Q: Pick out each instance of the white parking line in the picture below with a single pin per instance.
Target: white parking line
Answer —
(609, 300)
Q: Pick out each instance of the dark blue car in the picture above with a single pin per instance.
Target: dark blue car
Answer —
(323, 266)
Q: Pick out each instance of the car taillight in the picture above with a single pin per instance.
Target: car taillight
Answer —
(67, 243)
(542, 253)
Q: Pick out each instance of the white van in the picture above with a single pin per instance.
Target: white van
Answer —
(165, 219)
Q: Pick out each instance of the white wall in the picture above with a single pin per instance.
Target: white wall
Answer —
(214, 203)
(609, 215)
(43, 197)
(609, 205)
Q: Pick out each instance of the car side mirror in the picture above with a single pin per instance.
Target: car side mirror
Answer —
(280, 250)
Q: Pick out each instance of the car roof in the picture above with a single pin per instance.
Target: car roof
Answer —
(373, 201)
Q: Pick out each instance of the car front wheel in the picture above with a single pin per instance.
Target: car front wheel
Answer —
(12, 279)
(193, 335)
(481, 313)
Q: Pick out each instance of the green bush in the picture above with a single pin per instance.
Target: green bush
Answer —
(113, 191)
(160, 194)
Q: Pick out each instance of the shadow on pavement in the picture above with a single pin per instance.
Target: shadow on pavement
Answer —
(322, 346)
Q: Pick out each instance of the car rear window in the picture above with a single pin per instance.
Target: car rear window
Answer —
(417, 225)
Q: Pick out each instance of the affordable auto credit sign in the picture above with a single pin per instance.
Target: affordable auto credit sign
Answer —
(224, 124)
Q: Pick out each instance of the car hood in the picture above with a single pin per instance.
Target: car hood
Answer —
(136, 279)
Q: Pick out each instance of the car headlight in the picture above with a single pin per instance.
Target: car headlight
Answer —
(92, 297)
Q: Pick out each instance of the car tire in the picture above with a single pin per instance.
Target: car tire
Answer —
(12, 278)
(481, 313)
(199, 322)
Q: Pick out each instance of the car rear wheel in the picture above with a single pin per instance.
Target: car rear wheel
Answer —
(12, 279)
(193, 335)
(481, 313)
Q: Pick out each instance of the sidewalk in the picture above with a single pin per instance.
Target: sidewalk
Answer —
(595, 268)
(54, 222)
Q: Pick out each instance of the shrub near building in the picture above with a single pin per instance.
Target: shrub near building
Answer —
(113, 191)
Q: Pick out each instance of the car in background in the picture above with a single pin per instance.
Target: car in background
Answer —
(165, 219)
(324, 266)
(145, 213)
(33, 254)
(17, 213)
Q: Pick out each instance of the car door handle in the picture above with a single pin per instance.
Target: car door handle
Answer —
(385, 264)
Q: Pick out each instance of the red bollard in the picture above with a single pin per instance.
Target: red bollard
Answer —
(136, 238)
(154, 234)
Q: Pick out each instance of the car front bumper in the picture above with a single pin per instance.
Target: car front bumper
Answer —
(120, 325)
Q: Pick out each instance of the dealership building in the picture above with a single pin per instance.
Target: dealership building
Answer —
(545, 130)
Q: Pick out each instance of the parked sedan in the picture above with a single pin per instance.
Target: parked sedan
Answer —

◆ ◆ ◆

■ **TASK BRIEF**: Rewrite the records starting at the line that contains "Q: Pick out each instance of the red" and ending at the final line of the records, requests included, and add 100 to each coordinate value in the answers.

■ **SOLUTION**:
Q: Pick out each instance of the red bollard in the picture above with a single pin per instance.
Target: red bollard
Answer —
(236, 338)
(254, 334)
Q: Pick out each instance of the car front bumper in the picture above with a single pin per instance.
Target: car front bumper
Answer —
(220, 425)
Q: Pick out each instance of the dealership building in the picture above with a single pin per instance.
Target: dealership building
Answer —
(645, 230)
Q: Pick out each instance of the parked sedan in the picture above with a single pin per instance.
Target: parked sedan
Answer —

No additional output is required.